_STATED GOAL:_ Render as a JSON list of strings the lines running from the one that contains "foam in the photo above." through the one that contains "x=126, y=649", both included, one string per line and no blank lines. Include only those lines, and leave the pictures out of the answer.

_DATA RECORDS:_
################
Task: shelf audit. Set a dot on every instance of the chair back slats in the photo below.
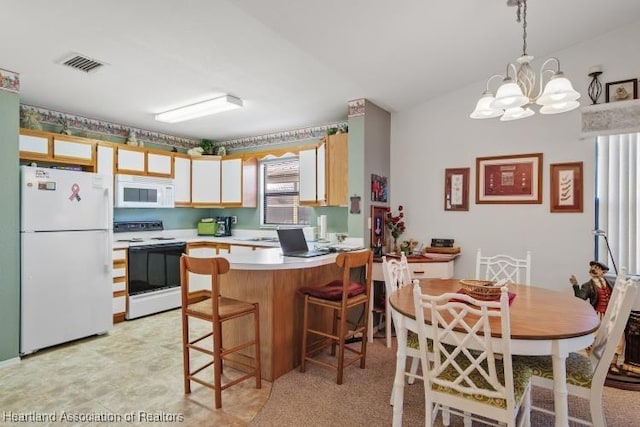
(203, 266)
(461, 330)
(625, 291)
(396, 273)
(349, 261)
(498, 267)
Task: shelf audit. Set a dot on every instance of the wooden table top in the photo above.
(536, 313)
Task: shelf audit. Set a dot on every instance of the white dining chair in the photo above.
(586, 374)
(465, 377)
(396, 274)
(497, 267)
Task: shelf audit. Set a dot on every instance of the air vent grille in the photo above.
(82, 63)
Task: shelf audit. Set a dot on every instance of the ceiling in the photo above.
(295, 63)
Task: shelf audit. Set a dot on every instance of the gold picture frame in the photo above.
(512, 179)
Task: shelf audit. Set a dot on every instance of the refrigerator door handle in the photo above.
(109, 249)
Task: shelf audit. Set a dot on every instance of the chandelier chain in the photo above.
(521, 16)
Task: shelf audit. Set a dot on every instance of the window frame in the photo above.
(301, 220)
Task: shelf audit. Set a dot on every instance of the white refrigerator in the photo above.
(66, 256)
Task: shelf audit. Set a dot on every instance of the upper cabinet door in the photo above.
(182, 180)
(159, 164)
(105, 162)
(66, 149)
(337, 170)
(34, 144)
(321, 187)
(308, 176)
(131, 160)
(231, 182)
(205, 181)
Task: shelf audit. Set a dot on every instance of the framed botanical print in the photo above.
(456, 189)
(566, 187)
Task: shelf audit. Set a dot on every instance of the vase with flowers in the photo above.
(396, 226)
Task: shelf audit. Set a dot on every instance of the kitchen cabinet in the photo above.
(105, 158)
(205, 181)
(119, 274)
(337, 170)
(231, 182)
(182, 179)
(308, 176)
(144, 161)
(324, 172)
(159, 163)
(54, 148)
(250, 183)
(130, 160)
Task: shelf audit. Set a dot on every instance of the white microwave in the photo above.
(133, 191)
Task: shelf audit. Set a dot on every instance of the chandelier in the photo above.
(516, 96)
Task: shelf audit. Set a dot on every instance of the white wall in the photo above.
(439, 134)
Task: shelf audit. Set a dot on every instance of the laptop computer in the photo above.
(293, 243)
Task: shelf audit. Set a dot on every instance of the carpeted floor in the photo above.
(314, 399)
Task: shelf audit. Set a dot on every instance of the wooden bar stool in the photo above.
(208, 305)
(339, 296)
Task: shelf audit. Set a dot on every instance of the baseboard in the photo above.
(9, 362)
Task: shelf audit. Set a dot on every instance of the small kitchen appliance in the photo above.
(223, 226)
(207, 227)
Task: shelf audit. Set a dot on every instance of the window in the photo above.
(618, 198)
(280, 193)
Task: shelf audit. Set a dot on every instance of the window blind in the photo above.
(617, 198)
(281, 201)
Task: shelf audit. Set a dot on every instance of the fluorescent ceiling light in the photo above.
(200, 109)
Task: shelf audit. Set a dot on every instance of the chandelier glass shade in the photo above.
(516, 96)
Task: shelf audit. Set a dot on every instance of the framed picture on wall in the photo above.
(509, 179)
(622, 90)
(566, 187)
(456, 189)
(378, 225)
(378, 188)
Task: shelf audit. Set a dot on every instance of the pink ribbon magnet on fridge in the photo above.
(75, 192)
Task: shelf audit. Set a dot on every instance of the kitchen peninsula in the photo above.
(272, 280)
(260, 273)
(269, 278)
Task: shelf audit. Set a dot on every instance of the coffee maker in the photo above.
(224, 226)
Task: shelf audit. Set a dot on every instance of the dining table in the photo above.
(544, 322)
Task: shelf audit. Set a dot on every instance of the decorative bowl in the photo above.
(481, 289)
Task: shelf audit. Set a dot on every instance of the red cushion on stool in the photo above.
(333, 290)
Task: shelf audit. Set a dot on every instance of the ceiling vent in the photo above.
(81, 62)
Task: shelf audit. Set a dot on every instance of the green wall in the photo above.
(248, 218)
(9, 227)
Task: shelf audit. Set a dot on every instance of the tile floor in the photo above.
(132, 375)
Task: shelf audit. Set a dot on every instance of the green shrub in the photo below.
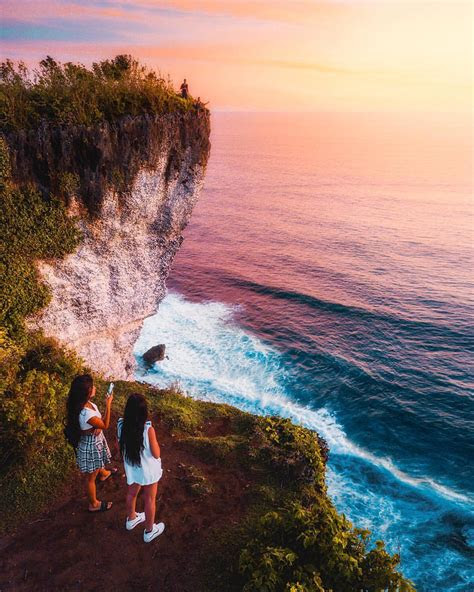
(293, 454)
(231, 449)
(314, 548)
(32, 227)
(71, 94)
(197, 484)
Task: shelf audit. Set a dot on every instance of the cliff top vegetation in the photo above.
(72, 94)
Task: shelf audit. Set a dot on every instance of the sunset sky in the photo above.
(300, 55)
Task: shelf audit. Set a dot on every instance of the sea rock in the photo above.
(155, 354)
(102, 293)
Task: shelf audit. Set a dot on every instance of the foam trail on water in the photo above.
(214, 359)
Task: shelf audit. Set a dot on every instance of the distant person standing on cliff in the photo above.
(184, 89)
(85, 432)
(141, 458)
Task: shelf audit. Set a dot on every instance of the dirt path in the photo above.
(69, 549)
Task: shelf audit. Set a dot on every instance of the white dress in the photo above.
(149, 471)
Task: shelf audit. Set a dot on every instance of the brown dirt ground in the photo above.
(67, 548)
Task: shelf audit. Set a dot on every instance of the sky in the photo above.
(269, 55)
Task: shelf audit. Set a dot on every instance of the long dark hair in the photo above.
(131, 436)
(79, 394)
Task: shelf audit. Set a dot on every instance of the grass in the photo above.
(71, 94)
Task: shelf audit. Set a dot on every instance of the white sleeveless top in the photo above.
(150, 470)
(86, 414)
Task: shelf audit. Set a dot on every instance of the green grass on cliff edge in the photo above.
(292, 540)
(71, 94)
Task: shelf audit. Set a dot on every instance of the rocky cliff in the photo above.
(132, 185)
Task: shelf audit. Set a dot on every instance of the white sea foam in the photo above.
(214, 359)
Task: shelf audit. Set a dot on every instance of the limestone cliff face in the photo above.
(102, 293)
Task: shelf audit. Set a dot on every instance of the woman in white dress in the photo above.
(141, 458)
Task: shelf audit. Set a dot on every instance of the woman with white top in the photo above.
(141, 458)
(84, 431)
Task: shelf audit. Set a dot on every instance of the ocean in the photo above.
(326, 276)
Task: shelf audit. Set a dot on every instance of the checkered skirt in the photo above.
(92, 453)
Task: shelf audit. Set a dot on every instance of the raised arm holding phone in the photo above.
(84, 431)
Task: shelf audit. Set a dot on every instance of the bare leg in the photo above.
(91, 489)
(150, 505)
(132, 494)
(104, 473)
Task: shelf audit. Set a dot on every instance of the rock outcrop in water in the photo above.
(133, 185)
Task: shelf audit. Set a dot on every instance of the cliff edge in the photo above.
(131, 225)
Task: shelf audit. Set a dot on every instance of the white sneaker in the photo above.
(155, 532)
(140, 517)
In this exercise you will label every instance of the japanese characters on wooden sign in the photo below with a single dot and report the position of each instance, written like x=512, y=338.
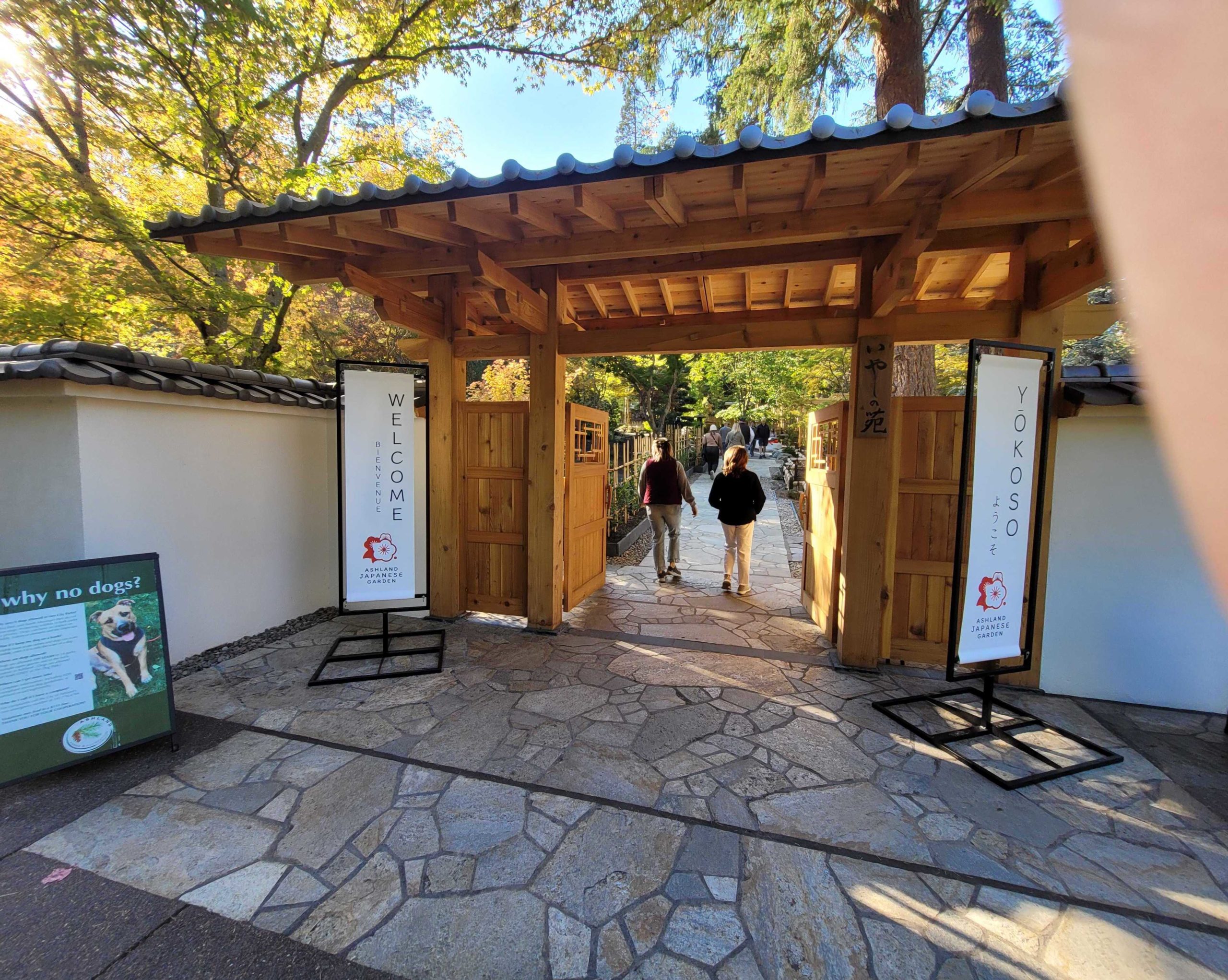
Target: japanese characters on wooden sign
x=874, y=367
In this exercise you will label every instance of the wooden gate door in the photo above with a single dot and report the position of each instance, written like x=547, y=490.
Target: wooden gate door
x=494, y=487
x=822, y=516
x=586, y=505
x=931, y=433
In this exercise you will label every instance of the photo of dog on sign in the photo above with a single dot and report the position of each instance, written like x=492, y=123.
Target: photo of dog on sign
x=126, y=649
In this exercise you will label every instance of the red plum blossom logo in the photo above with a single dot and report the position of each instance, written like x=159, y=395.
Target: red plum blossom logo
x=380, y=549
x=992, y=592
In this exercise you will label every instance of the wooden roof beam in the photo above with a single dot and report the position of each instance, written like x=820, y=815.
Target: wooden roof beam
x=425, y=229
x=595, y=209
x=293, y=231
x=395, y=304
x=274, y=242
x=740, y=191
x=538, y=216
x=1055, y=171
x=661, y=197
x=496, y=226
x=897, y=172
x=896, y=275
x=363, y=231
x=514, y=297
x=815, y=181
x=1065, y=275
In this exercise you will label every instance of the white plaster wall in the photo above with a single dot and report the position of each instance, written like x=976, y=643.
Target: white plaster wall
x=240, y=501
x=41, y=504
x=1129, y=614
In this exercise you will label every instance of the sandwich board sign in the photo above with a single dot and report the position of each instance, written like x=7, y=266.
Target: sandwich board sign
x=84, y=663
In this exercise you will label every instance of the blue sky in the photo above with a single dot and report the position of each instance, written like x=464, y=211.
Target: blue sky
x=536, y=126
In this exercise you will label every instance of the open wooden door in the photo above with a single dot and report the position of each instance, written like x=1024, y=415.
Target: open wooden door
x=822, y=519
x=492, y=444
x=586, y=504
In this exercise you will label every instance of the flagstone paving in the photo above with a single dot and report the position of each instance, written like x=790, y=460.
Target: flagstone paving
x=744, y=742
x=634, y=602
x=426, y=874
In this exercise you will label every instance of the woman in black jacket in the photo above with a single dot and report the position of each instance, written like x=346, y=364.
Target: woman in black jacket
x=738, y=498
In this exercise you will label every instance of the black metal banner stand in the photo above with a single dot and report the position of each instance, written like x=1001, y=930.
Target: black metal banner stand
x=1010, y=720
x=384, y=637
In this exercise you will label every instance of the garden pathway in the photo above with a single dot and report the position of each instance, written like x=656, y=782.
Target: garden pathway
x=771, y=619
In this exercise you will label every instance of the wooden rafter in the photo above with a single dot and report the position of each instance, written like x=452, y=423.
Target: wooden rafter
x=816, y=177
x=897, y=172
x=830, y=288
x=926, y=267
x=667, y=296
x=596, y=297
x=740, y=191
x=485, y=223
x=395, y=304
x=661, y=197
x=593, y=208
x=974, y=273
x=632, y=301
x=538, y=216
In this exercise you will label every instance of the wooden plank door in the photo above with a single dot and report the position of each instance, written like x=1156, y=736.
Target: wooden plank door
x=494, y=485
x=822, y=519
x=931, y=433
x=586, y=504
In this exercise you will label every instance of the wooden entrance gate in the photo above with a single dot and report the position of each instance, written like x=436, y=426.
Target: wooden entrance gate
x=822, y=516
x=930, y=434
x=492, y=442
x=587, y=499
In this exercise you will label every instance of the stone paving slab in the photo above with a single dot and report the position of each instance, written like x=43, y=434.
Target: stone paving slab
x=748, y=744
x=462, y=877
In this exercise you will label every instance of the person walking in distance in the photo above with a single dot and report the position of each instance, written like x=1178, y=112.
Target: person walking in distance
x=663, y=487
x=763, y=433
x=713, y=449
x=738, y=498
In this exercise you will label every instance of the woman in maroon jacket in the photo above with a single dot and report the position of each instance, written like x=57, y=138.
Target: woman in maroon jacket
x=738, y=496
x=663, y=487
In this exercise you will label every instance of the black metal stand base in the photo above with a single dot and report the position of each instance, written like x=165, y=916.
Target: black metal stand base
x=385, y=652
x=984, y=725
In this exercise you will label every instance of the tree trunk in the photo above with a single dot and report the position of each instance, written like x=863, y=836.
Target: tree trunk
x=986, y=47
x=899, y=60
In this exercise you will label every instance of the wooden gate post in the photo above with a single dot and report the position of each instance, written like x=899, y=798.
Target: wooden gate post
x=547, y=444
x=446, y=389
x=866, y=567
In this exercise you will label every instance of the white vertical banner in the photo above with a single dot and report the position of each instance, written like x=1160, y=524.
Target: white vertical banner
x=378, y=538
x=1007, y=402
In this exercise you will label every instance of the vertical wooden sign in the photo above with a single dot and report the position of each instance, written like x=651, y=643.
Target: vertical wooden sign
x=874, y=366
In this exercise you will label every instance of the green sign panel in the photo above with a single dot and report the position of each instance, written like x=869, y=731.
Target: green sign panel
x=84, y=663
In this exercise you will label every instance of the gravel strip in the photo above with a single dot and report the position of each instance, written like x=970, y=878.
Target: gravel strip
x=246, y=644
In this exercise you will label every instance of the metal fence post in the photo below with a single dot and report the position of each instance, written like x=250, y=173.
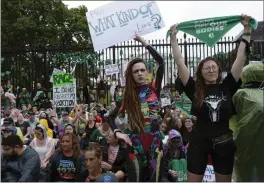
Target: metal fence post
x=185, y=49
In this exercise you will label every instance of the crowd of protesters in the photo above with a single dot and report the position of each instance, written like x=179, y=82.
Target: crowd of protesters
x=133, y=139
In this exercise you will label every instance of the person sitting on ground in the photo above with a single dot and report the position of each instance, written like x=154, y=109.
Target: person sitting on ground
x=43, y=145
x=175, y=158
x=66, y=163
x=10, y=130
x=8, y=122
x=115, y=157
x=19, y=163
x=93, y=160
x=25, y=128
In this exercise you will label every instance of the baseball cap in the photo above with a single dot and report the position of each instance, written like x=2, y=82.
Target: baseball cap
x=174, y=133
x=64, y=113
x=8, y=120
x=107, y=177
x=31, y=113
x=10, y=129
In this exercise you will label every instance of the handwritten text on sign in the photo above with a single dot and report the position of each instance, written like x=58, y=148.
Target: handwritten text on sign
x=111, y=69
x=165, y=102
x=60, y=79
x=119, y=21
x=64, y=90
x=209, y=175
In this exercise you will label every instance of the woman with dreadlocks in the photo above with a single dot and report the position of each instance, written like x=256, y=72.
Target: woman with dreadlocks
x=142, y=105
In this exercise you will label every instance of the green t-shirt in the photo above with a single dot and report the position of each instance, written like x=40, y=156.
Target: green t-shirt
x=96, y=136
x=180, y=166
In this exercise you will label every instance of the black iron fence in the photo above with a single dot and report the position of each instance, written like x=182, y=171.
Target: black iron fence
x=25, y=68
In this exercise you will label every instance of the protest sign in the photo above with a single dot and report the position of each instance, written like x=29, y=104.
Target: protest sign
x=211, y=30
x=111, y=69
x=55, y=71
x=122, y=81
x=119, y=21
x=209, y=175
x=165, y=102
x=64, y=90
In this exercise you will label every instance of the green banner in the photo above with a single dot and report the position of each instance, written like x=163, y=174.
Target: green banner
x=61, y=79
x=210, y=30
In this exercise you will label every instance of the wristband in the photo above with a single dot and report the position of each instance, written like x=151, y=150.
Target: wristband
x=246, y=34
x=115, y=131
x=247, y=45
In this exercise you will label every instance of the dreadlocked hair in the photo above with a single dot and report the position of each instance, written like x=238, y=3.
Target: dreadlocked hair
x=200, y=85
x=131, y=103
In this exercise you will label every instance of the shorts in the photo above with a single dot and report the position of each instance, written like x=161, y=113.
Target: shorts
x=222, y=155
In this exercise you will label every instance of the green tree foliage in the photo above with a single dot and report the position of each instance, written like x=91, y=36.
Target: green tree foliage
x=38, y=35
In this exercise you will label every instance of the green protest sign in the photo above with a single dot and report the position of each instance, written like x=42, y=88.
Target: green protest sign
x=61, y=79
x=210, y=30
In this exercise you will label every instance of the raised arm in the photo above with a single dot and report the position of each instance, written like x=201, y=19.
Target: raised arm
x=241, y=52
x=176, y=52
x=159, y=60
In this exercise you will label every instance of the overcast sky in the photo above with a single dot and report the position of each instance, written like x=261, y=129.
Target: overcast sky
x=179, y=11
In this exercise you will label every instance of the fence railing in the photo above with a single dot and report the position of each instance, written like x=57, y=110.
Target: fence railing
x=26, y=68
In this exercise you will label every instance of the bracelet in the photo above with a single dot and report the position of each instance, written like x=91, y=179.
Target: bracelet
x=115, y=131
x=247, y=45
x=246, y=34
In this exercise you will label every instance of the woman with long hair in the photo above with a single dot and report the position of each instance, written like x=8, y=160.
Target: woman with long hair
x=212, y=105
x=66, y=162
x=175, y=157
x=93, y=160
x=142, y=105
x=43, y=145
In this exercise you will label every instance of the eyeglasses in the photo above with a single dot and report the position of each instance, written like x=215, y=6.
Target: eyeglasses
x=214, y=68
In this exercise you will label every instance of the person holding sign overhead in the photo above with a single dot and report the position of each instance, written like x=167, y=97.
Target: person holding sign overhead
x=211, y=98
x=142, y=105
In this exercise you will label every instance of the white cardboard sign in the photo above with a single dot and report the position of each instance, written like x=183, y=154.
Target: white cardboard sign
x=119, y=21
x=165, y=102
x=111, y=69
x=209, y=174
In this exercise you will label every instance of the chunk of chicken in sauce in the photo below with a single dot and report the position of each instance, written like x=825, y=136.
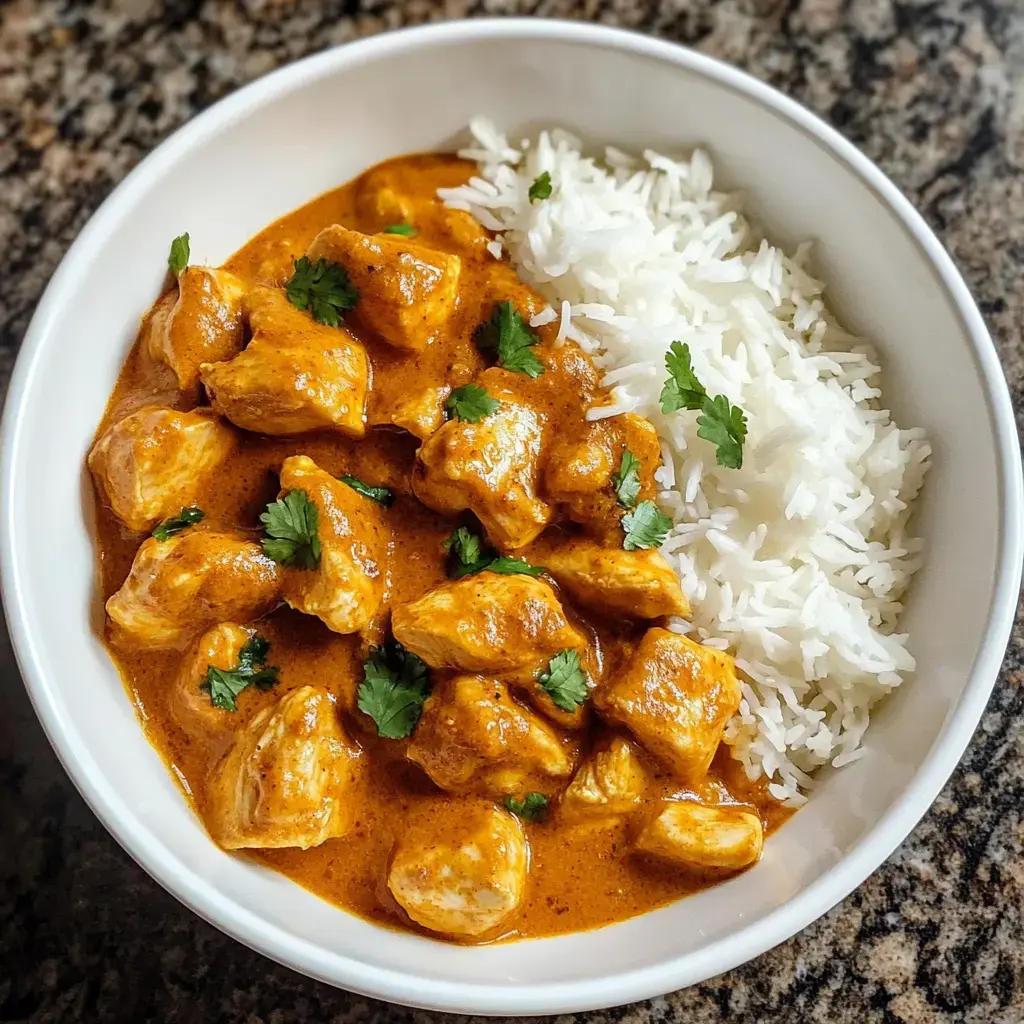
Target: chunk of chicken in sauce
x=220, y=648
x=408, y=291
x=203, y=321
x=462, y=873
x=288, y=768
x=610, y=782
x=724, y=838
x=675, y=696
x=485, y=623
x=613, y=582
x=473, y=737
x=422, y=412
x=580, y=470
x=155, y=461
x=346, y=589
x=290, y=778
x=294, y=376
x=491, y=467
x=381, y=206
x=180, y=587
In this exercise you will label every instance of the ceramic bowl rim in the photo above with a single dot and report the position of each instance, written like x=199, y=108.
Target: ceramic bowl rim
x=747, y=942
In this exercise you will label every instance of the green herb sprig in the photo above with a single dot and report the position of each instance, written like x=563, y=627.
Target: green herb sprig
x=323, y=288
x=224, y=685
x=395, y=684
x=720, y=423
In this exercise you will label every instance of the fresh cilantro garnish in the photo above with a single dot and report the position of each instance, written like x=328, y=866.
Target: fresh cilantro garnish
x=565, y=681
x=464, y=547
x=541, y=188
x=724, y=426
x=224, y=685
x=506, y=333
x=534, y=807
x=382, y=496
x=325, y=290
x=185, y=518
x=292, y=536
x=394, y=685
x=645, y=526
x=469, y=556
x=720, y=423
x=626, y=480
x=682, y=389
x=471, y=403
x=177, y=259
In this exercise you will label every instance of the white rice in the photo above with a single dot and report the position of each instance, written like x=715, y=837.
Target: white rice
x=797, y=562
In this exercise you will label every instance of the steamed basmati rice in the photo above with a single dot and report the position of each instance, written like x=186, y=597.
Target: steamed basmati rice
x=797, y=562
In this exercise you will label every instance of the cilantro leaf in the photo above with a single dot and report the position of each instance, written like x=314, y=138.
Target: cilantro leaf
x=185, y=518
x=720, y=423
x=224, y=685
x=292, y=530
x=724, y=426
x=565, y=681
x=534, y=807
x=395, y=683
x=471, y=403
x=507, y=334
x=469, y=556
x=325, y=290
x=383, y=496
x=645, y=526
x=541, y=188
x=682, y=389
x=177, y=258
x=626, y=479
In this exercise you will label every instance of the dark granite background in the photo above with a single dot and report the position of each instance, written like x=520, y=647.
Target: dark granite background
x=933, y=90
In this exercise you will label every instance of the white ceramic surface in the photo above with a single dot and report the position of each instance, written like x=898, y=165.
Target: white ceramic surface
x=264, y=151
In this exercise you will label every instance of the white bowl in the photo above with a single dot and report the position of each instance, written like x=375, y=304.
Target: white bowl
x=276, y=143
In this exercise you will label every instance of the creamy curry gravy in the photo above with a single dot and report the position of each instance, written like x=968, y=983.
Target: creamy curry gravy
x=580, y=877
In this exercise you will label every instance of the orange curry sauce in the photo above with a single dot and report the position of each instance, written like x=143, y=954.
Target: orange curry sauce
x=580, y=877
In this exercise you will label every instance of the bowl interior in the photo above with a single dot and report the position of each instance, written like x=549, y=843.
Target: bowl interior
x=276, y=144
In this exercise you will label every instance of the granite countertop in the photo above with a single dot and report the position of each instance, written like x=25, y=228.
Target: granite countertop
x=933, y=90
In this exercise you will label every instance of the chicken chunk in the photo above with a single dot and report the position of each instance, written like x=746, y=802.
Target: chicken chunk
x=726, y=838
x=463, y=873
x=345, y=591
x=408, y=291
x=473, y=737
x=379, y=206
x=675, y=696
x=579, y=471
x=219, y=647
x=608, y=783
x=294, y=376
x=489, y=467
x=203, y=323
x=155, y=461
x=180, y=587
x=421, y=413
x=638, y=584
x=289, y=780
x=485, y=623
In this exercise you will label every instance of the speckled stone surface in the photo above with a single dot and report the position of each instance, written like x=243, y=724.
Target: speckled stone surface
x=933, y=90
################
_REPLY:_
[
  "Task: shelf audit. Set a dot on every instance of the white sea foam in the photo above.",
  "(214, 359)",
  "Task: shelf audit. Set a dot on every instance of the limestone cliff face in the photo above.",
  "(102, 293)",
  "Task: shelf audit. Set a dot on every instance of the woman in white dress in the photo above.",
  "(141, 458)",
  "Task: shelf audit. Set a dot on every instance of the woman with white top in the photo above.",
  "(141, 458)",
  "(84, 431)",
  "Task: shelf audit. Set a dot on every instance of the ocean in the photo above.",
  "(326, 276)",
  "Task: shelf audit. Set a dot on every instance of the checkered skirt in the photo above.",
  "(92, 453)",
  "Task: shelf audit. Set a dot on every instance of the raised arm holding phone in the photo above.",
  "(84, 431)",
  "Task: shelf audit. Set a dot on every instance of the bare leg in the photo above.",
  "(91, 489)",
  "(150, 505)",
  "(132, 494)",
  "(104, 473)",
  "Task: shelf audit. Set a dot on every instance of the rock outcrop in water in the photo above.",
  "(133, 185)",
  "Task: shelf audit. Set a dot on every instance of the cliff edge in the photo above.",
  "(131, 225)",
  "Task: shelf audit. Set a dot on every instance of the white sneaker in the photo above.",
  "(155, 532)",
  "(140, 517)",
  "In this exercise you will label every instance of the japanese characters on wooden sign in the photo below with a single dot and report the position of each instance, written like x=512, y=338.",
  "Target: japanese characters on wooden sign",
  "x=874, y=367",
  "In this exercise you will label every instance of the wooden gate door in the photo above with a single dot and report the position of each instance, written like x=547, y=490.",
  "Target: wooden gate door",
  "x=494, y=487",
  "x=822, y=516",
  "x=586, y=505",
  "x=931, y=433",
  "In this exercise you will label every instance of the photo of dog on sign in the photo above with a single dot and report the position of each instance, written like x=492, y=123.",
  "Target: photo of dog on sign",
  "x=126, y=649"
]